Data listing
........

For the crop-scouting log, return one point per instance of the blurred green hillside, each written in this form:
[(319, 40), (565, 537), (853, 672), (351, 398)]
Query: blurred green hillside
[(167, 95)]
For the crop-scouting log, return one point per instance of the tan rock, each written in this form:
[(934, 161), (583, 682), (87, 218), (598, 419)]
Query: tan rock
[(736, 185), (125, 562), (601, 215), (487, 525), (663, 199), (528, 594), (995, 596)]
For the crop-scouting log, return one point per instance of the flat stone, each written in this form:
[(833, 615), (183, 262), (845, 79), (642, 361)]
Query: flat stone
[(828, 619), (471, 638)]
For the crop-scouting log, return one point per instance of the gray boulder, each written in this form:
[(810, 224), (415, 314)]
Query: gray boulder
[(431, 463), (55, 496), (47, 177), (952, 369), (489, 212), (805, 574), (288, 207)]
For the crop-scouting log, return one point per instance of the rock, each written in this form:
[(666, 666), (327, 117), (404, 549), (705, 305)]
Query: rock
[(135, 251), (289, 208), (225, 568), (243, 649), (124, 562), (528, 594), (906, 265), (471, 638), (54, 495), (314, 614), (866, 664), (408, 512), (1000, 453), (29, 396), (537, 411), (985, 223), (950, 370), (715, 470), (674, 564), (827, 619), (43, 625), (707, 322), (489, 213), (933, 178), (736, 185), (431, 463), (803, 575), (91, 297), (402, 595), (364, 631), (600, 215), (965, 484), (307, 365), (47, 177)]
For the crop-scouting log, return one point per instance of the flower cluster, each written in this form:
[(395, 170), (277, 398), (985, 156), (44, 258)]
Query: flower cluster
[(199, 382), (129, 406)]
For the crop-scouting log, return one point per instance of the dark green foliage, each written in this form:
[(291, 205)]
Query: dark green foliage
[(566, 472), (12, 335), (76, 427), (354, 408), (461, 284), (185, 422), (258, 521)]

........

Reproduce every row of the data listing above, character for character and in the same order.

Written answer -
For the crop-scouting log, return one point per instance of the blurred green hillside, each written in this form:
[(319, 40), (565, 537), (853, 672), (351, 398)]
Query: blurred green hillside
[(167, 95)]
For the crop-scouting log, return one point per instance of the tan rock, each written in this form:
[(934, 161), (583, 682), (87, 218), (598, 419)]
Query: tan rock
[(736, 185), (125, 562), (601, 215), (487, 525), (663, 199), (528, 594), (995, 596)]
For the crop-scouting log, return one point per instance of the flat stone, each written in this form:
[(833, 615), (183, 262), (845, 79), (642, 361)]
Query: flat stone
[(828, 619), (471, 638)]
For the crop-scouting log, return one point per instance of the gray boulder, each written in this form:
[(810, 224), (415, 314)]
Query: gray boulder
[(431, 463), (55, 496), (47, 177), (952, 369), (489, 212), (805, 574), (288, 207)]
For the crop-scouting log, return one point per instance of the rock, each written in this form:
[(666, 666), (327, 117), (404, 549), (705, 305)]
Query: rock
[(135, 251), (289, 208), (225, 568), (243, 649), (124, 562), (528, 594), (906, 265), (471, 638), (54, 495), (314, 614), (866, 664), (408, 512), (1000, 453), (29, 396), (537, 411), (985, 223), (950, 370), (715, 470), (674, 564), (827, 619), (43, 625), (707, 322), (489, 213), (933, 178), (736, 185), (431, 463), (803, 575), (91, 297), (402, 595), (364, 631), (600, 215), (965, 484), (307, 365), (47, 177)]
For the crop-scouting log, return one point per instance of the flower cluster, each written in this form:
[(395, 170), (277, 398), (985, 156), (44, 258)]
Query: flower cluster
[(199, 382), (129, 406)]
For the crop-scouting log, return one point per instance of the dark green foliage, each written in this form:
[(291, 205)]
Query: dark green foliage
[(566, 472), (12, 335), (76, 427), (354, 408), (461, 284), (185, 422), (258, 521)]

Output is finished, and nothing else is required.